— Quoted passage —
···

Aug 24, 2021 57m 1s 64 insights
Doug Conant breaks down how putting his employees first made him an internationally renowned business leader atop both the Nabisco Foods Company and the Campbell Soup Company. On this episode Doug discusses why you can’t win in the marketplace if you haven’t won in the workplace,  his first 100 days as CEO of Campbell Soup, adjusting to shifting consumer preferences, how to know when you have the right people and the wrong people, and so much more.   Conant served as the President of Nabisco from 1999-2001 and then spent a decade as President and CEO of The Campbell Soup Company. In 2011 he founded ConantLeadership, a consulting company focused on championing leadership that works in the 21st century. He’s also the author of The Blueprint: 6 Practical Steps to Lift Your Leadership to New Heights.   -- Go Premium: Members get early access, ad-free episodes, hand-edited transcripts, searchable transcripts, member-only episodes, and more. Sign up at: https://fs.blog/membership/   Every Sunday our newsletter shares timeless insights and ideas that you can use at work and home. Add it to your inbox: https://fs.blog/newsletter/   Follow Shane on Twitter at: https://twitter.com/ShaneAParrish
Actionable Insights

1. Build Trust Reserves for Tough Decisions

Proactively build an emotional bank account with your team through daily deposits of trust and credibility, ensuring you have reserves for inevitable tough decisions or mistakes without running on empty with employees.

2. Tend Your Personal Foundation

Tend to your personal foundation and convictions to be incredibly well-anchored and courageous when facing tough decisions about people and performance, especially when pushed to the edge.

···

Object pointing dataset rows:

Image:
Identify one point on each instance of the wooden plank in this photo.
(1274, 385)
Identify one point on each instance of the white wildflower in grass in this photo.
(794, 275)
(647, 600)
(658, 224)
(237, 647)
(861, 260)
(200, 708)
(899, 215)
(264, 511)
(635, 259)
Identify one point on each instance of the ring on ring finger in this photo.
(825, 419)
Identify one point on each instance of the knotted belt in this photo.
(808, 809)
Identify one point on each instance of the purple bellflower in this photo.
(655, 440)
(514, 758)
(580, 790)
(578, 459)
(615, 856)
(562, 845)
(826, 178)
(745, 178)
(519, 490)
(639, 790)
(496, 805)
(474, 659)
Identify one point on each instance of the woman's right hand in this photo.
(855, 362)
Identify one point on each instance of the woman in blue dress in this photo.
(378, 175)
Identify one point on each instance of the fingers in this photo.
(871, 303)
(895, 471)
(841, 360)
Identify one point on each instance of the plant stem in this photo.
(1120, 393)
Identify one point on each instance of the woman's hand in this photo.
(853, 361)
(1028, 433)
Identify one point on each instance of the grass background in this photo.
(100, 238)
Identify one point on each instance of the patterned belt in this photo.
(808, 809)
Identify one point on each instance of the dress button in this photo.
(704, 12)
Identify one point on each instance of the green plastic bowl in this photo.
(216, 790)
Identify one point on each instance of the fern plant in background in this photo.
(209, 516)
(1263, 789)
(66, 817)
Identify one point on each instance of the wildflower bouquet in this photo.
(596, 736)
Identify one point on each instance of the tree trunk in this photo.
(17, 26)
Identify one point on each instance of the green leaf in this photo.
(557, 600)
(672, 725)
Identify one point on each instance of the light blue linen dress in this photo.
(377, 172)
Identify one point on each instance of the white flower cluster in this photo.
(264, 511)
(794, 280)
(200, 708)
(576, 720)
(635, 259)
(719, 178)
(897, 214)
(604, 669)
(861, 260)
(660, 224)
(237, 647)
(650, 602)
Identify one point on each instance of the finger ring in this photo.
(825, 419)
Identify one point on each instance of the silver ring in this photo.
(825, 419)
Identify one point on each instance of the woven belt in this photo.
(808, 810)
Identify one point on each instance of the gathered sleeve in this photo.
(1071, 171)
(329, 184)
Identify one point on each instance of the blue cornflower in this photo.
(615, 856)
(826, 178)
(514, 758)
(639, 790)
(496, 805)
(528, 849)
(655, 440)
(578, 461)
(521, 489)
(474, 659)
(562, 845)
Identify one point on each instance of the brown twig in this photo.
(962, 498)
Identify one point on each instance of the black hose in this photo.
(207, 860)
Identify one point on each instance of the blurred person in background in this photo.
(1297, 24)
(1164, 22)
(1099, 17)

···

— Exercise task A —
Answer these questions about the Doug Conant episode summary:
(i) During which years did Conant serve as President of Nabisco?
(ii) In what year did he found ConantLeadership?
(iii) According to the first actionable insight, what should you build with your team through daily deposits of trust and credibility?
— Exercise task B —
Carry on writing the Doug Conant episode summary, picking up after its last sentence.
The records were taken from a separate source.

— Written answer A —
(i) 1999–2001
(ii) 2011
(iii) An emotional bank account

— Written answer B —
3. Prioritize People for Performance

Adopt a philosophy that prioritizes both performance and people, understanding that by taking care of your people, they will in turn drive performance for the organization.

4. Tough Standards, Tender Heart

Practice ’tough-minded on standards of performance and tenderhearted with people’ leadership, setting high expectations while showing genuine care for individuals.

5. Develop a Leadership Plan

Develop a deliberate ’leadership plan’ for managing people, rather than leading by the seat of your pants, recognizing it as the most important thing you do.

6. First 100 Days: Listen Extensively

In the first 100 days as a leader, establish a principle-centered framework and then lead primarily by listening extensively until everybody feels heard and exhausted from talking.

7. Start Slow, Go Fast Later

Start slow in leadership transitions to ensure everyone feels heard and is part of the process, which allows for faster execution later on due to shared ownership.

8. Proactively Demonstrate Care

Build the emotional bank account proactively by tangibly demonstrating care for employees, their work environment, and how supervisors treat them, ideally over a period of years before major tough calls are needed.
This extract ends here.